# Records for the exercise start
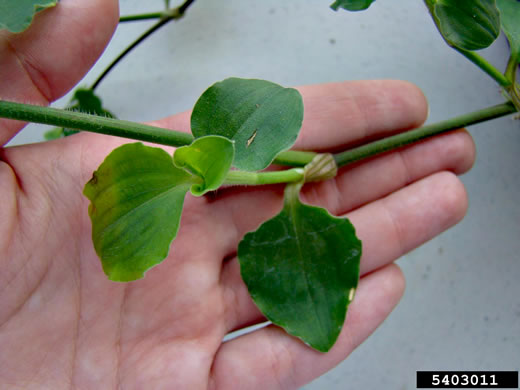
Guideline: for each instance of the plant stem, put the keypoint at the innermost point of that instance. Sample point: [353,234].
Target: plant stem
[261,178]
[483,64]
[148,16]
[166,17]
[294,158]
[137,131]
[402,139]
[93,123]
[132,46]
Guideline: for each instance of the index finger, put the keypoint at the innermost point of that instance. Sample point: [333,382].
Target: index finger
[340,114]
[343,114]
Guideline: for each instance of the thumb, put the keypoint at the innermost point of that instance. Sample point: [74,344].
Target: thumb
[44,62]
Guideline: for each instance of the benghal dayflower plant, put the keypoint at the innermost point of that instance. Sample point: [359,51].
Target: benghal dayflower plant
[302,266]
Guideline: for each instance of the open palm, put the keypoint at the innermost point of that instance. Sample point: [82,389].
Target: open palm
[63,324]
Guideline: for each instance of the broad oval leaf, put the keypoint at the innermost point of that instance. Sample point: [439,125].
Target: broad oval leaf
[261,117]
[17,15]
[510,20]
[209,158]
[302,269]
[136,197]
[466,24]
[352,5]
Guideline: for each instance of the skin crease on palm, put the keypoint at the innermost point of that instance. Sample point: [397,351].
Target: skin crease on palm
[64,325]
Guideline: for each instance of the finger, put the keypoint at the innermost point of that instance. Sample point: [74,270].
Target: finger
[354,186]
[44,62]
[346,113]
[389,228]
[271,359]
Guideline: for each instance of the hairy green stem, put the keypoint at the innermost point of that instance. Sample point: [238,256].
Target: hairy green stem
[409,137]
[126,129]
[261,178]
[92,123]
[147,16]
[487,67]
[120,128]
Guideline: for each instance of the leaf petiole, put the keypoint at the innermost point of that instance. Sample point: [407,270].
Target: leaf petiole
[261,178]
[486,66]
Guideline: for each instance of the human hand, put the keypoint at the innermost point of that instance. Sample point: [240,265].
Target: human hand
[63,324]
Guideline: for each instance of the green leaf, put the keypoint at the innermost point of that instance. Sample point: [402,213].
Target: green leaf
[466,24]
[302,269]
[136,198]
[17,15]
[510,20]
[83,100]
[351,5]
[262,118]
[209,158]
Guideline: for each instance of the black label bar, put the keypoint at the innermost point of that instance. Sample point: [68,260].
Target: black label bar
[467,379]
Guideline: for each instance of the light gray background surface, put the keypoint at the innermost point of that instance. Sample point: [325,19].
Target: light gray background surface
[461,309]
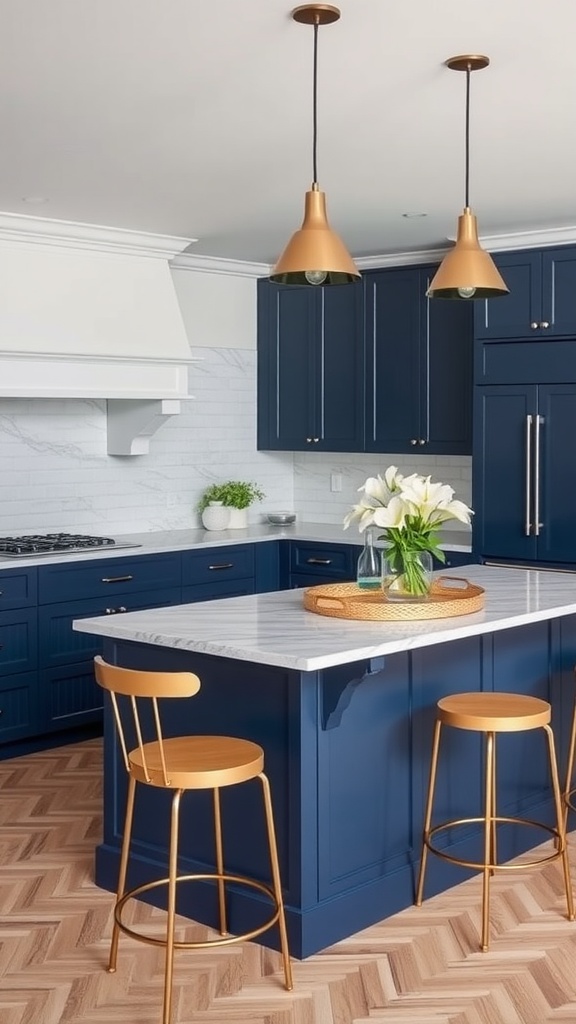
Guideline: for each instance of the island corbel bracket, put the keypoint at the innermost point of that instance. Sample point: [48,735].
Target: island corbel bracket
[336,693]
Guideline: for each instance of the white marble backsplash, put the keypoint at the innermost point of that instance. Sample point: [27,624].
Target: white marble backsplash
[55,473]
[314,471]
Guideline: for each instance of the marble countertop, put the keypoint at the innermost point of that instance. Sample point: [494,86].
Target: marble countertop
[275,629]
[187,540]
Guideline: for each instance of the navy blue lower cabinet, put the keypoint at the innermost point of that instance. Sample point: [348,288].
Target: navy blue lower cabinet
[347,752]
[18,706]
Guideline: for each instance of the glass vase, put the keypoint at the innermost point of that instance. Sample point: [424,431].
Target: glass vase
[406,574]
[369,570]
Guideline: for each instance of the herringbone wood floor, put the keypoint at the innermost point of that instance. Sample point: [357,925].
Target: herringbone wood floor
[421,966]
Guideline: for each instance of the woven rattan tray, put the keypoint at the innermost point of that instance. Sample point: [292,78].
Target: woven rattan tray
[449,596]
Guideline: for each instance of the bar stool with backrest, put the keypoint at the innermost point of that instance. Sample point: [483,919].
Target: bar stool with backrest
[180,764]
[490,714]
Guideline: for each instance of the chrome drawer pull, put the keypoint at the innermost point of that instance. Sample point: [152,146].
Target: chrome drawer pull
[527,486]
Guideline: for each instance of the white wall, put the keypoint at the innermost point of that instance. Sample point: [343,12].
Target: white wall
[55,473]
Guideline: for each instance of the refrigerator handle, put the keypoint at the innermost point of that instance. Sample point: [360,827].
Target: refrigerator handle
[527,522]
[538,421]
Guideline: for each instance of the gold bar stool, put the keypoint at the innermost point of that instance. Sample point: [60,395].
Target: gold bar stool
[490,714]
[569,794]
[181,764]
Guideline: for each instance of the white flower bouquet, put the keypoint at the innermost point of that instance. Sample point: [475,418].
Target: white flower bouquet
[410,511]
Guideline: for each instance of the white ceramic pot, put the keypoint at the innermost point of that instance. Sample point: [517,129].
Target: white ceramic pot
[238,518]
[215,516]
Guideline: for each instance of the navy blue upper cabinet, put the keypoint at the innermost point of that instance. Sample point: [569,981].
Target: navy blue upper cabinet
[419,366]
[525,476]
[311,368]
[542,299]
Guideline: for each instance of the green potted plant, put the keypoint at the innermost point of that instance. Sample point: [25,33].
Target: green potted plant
# Records for the exercise end
> _Exercise prompt_: Rewrite the listing from the line containing "Guideline: for each instance of the white ceramic" through the end of the listing, both ends included, with 15 added to each number in every answered keypoint coordinate; leave the sample points unchanged.

> _Result of this task_:
Guideline: for each instance of the white ceramic pot, put the keypoint at the innermost point of that instance. Sample point: [517,129].
Target: white ceramic pot
[253,533]
[230,531]
Guideline: for each instance of the navy blue upper cabinet, put the keypoint at the innermost point of that instance. Sample point: [569,981].
Target: navy blue upper cabinet
[434,381]
[540,491]
[326,383]
[557,314]
Guideline: for each instance of the green potted plant, put the keypoint at the innermost point of that instance. Sample point: [25,33].
Target: green potted plant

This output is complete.